Work required: Reproduce verbatim the rows from the line containing "stone facade -> box" up to and including the final line of the rows.

(Detection annotation records)
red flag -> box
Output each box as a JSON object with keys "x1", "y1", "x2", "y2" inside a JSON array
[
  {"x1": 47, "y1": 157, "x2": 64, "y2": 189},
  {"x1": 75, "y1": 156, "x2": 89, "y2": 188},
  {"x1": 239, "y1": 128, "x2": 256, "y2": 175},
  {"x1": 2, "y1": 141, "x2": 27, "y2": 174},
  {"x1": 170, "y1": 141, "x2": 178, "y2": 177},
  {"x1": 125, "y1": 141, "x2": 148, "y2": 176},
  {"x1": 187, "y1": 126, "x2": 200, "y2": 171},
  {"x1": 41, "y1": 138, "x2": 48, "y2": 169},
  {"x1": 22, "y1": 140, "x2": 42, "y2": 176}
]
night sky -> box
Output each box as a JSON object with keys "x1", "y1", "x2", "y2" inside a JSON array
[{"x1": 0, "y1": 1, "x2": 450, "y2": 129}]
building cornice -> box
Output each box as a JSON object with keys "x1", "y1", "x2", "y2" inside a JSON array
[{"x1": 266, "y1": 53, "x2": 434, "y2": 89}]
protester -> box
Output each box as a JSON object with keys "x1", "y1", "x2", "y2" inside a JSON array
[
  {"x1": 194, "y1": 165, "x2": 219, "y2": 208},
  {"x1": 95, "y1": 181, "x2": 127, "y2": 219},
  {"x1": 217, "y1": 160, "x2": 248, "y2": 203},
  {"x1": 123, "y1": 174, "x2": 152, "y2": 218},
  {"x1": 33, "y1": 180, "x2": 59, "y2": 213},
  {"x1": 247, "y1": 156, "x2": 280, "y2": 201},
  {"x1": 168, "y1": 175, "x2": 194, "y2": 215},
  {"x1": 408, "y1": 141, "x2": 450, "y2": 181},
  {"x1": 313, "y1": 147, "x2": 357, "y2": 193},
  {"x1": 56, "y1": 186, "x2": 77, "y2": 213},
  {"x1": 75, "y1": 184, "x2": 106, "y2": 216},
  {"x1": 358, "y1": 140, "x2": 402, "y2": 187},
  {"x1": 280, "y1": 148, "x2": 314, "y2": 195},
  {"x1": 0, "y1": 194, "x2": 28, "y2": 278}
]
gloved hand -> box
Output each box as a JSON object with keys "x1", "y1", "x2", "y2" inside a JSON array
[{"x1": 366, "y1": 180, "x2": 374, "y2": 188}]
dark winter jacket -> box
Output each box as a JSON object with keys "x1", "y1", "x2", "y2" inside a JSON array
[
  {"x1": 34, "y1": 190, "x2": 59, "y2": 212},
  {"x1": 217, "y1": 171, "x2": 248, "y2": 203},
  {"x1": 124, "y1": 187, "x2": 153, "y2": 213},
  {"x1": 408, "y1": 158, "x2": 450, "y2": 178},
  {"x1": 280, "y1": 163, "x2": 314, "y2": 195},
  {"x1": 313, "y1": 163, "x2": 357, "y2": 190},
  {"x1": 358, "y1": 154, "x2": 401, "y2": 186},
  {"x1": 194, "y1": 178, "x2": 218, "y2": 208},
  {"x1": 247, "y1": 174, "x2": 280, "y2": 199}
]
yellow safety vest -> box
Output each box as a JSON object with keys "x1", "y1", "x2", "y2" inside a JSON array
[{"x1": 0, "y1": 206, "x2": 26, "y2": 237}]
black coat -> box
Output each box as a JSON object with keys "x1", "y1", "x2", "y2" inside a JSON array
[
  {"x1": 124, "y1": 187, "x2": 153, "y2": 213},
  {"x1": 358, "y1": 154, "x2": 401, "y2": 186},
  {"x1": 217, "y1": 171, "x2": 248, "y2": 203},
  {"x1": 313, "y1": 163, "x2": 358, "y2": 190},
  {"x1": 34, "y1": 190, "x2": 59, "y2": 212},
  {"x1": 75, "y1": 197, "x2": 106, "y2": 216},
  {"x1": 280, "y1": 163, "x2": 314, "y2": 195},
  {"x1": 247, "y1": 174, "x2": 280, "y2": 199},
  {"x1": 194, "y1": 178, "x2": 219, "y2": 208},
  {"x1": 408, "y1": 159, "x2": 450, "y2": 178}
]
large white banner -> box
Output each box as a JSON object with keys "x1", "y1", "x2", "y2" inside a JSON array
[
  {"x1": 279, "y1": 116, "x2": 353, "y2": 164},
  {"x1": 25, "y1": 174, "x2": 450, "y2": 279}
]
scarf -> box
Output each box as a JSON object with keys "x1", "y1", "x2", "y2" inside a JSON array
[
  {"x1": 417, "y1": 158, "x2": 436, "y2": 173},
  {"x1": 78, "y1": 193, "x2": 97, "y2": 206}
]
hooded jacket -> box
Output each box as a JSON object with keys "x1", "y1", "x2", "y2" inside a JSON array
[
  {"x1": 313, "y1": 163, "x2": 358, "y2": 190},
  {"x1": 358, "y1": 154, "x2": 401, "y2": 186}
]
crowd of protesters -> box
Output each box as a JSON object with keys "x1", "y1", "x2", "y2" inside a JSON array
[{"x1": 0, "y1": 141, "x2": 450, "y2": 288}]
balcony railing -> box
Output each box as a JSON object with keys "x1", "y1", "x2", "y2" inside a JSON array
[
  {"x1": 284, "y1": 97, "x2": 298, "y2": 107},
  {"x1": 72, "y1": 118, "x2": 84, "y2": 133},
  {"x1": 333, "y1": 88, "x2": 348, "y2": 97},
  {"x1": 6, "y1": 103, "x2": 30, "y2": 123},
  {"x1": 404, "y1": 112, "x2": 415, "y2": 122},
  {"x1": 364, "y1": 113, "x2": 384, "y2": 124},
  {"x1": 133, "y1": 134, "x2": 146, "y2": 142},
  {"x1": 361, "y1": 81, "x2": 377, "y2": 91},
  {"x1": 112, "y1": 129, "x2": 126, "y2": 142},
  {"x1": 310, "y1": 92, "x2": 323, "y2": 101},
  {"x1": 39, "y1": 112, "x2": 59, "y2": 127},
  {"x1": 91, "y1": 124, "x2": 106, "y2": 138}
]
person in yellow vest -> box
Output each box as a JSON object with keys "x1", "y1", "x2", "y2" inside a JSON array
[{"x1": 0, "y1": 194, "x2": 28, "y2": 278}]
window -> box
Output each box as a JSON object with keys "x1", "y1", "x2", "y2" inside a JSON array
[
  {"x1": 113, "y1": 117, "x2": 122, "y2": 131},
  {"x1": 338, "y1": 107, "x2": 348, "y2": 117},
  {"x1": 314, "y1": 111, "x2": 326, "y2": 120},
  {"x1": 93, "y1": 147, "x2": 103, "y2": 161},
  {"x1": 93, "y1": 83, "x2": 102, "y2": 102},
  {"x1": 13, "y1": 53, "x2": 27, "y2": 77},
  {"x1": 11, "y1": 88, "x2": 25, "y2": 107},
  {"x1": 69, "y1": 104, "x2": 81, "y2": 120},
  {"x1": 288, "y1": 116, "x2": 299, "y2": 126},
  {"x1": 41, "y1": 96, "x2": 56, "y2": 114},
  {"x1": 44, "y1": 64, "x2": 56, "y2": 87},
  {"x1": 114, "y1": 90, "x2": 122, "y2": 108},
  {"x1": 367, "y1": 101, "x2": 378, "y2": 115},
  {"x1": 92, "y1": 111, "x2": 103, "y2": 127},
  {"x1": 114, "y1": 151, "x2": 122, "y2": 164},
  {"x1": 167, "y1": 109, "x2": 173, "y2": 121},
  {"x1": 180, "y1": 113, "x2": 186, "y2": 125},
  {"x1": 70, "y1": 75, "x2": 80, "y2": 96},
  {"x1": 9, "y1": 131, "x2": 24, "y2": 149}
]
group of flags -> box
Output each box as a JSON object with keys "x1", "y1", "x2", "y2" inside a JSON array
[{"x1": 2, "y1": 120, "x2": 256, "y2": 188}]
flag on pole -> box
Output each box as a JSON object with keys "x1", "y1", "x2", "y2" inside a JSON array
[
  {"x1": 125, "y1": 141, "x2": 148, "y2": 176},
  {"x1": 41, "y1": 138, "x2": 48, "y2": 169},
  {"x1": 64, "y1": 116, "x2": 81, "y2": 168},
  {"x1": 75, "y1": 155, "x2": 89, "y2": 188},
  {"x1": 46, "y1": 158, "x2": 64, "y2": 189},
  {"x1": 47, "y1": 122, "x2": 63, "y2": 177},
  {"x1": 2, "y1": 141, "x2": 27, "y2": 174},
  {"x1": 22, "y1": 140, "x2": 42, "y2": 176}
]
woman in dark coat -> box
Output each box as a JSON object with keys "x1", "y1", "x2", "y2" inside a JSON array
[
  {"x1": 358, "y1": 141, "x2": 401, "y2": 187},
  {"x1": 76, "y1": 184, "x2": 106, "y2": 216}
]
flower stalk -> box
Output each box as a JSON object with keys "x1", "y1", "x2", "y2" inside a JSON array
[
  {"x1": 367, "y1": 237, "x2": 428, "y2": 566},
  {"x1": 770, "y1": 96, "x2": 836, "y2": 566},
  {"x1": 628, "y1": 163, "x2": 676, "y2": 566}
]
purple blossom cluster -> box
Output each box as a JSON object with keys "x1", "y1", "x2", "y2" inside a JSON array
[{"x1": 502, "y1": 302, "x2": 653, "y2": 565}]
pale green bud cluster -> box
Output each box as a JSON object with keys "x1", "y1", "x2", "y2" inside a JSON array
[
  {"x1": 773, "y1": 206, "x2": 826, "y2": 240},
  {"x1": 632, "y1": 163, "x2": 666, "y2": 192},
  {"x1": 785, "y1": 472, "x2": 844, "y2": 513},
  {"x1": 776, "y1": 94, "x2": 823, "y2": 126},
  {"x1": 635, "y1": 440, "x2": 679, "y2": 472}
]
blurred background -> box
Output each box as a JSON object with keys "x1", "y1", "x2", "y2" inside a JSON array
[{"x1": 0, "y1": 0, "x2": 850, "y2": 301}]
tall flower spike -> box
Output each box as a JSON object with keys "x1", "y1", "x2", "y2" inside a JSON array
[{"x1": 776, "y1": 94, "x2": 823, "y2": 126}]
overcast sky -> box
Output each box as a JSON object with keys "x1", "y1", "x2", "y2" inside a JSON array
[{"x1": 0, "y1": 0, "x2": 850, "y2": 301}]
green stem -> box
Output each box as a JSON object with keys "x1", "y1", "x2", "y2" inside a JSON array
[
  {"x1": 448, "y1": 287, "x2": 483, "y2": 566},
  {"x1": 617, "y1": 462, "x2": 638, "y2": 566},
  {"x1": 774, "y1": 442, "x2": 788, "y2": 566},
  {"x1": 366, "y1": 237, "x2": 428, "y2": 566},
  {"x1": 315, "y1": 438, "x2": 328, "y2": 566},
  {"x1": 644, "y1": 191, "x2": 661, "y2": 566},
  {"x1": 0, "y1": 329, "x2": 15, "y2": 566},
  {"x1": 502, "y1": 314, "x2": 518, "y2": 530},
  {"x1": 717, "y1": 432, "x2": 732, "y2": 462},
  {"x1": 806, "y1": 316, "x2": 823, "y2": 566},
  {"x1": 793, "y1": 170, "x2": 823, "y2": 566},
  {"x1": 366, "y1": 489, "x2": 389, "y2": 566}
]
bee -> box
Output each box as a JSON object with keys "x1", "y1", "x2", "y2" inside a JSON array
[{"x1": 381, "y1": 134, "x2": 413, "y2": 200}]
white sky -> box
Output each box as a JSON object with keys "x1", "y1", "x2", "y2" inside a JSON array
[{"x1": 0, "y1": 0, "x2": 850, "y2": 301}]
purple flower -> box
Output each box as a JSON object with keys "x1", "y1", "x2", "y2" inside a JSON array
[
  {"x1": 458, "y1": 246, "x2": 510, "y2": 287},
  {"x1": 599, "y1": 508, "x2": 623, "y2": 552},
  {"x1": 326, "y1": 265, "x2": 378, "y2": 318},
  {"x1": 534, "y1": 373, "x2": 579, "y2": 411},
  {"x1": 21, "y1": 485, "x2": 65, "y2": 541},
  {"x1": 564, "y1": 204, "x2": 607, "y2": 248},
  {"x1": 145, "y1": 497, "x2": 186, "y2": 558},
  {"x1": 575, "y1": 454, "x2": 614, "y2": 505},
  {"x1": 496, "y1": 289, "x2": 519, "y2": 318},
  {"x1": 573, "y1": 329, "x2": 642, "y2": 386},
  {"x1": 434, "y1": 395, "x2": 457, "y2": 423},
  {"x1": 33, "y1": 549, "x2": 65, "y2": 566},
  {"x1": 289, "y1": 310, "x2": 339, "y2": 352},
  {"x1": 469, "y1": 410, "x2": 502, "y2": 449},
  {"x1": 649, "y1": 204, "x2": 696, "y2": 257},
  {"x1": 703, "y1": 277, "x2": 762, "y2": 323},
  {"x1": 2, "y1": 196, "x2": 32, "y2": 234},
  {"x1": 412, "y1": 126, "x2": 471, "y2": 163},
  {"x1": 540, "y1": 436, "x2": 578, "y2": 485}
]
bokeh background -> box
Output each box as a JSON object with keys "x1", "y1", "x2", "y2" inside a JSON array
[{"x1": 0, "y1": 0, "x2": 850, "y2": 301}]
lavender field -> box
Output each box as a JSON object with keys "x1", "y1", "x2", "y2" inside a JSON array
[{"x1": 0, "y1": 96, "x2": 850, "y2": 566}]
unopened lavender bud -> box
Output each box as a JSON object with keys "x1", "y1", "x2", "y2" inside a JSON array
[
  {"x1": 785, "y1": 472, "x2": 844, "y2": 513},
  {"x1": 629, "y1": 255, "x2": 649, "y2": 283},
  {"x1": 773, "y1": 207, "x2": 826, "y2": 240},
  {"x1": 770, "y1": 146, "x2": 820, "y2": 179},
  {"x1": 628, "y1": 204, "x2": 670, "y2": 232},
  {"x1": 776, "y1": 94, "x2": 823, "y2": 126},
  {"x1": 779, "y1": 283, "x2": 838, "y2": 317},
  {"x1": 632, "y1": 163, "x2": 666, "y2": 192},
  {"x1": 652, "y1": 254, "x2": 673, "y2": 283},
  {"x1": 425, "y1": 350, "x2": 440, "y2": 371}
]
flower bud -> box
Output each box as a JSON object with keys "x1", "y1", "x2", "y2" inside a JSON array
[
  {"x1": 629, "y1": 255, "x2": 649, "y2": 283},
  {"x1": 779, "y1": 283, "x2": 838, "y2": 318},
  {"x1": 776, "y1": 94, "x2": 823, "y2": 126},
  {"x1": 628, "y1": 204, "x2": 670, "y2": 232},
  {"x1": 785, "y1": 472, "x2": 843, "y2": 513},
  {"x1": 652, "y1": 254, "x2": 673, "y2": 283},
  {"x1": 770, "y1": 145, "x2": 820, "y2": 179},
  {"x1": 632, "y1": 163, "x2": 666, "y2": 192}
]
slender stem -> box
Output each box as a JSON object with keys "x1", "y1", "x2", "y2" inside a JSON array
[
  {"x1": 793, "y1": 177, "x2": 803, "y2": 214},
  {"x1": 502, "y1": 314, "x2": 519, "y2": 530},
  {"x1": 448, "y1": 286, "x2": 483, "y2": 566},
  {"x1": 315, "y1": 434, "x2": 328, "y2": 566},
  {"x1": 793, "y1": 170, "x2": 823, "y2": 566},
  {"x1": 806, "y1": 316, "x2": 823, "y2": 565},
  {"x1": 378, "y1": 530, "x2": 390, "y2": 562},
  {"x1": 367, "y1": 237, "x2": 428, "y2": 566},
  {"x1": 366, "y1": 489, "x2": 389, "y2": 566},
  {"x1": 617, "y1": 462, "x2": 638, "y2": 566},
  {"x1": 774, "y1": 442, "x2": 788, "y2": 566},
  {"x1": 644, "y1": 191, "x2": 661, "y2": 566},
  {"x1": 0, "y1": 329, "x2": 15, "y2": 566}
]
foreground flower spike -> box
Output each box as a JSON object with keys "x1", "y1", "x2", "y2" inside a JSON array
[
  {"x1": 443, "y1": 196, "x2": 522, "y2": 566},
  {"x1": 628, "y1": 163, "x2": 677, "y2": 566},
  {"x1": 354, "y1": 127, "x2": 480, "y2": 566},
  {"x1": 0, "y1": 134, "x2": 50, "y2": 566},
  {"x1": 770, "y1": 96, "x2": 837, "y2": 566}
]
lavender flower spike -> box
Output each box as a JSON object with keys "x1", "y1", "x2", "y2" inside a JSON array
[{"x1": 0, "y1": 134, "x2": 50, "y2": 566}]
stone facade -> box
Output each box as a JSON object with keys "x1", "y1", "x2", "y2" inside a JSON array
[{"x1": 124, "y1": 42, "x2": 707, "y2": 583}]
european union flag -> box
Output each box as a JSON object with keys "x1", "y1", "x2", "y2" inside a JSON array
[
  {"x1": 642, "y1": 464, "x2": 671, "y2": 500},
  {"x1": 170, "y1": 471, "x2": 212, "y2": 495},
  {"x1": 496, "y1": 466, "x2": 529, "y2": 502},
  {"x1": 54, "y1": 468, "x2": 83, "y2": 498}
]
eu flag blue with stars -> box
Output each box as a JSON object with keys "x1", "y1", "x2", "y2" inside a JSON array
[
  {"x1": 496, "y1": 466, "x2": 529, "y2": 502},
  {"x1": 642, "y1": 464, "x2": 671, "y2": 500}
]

Correct response:
stone facade -> box
Output each box as a JSON object with keys "x1", "y1", "x2", "y2" inside a JSON array
[{"x1": 124, "y1": 42, "x2": 707, "y2": 583}]
european union flag -> box
Output each box as a JSON object with keys "x1", "y1", "x2", "y2" inside a JSON array
[
  {"x1": 642, "y1": 464, "x2": 671, "y2": 500},
  {"x1": 170, "y1": 471, "x2": 212, "y2": 495},
  {"x1": 496, "y1": 466, "x2": 529, "y2": 502},
  {"x1": 54, "y1": 468, "x2": 83, "y2": 498}
]
eu flag blue with stars -> box
Output each box as a JSON object with keys "x1", "y1", "x2", "y2" inside a JSON array
[
  {"x1": 496, "y1": 466, "x2": 529, "y2": 502},
  {"x1": 642, "y1": 464, "x2": 671, "y2": 500}
]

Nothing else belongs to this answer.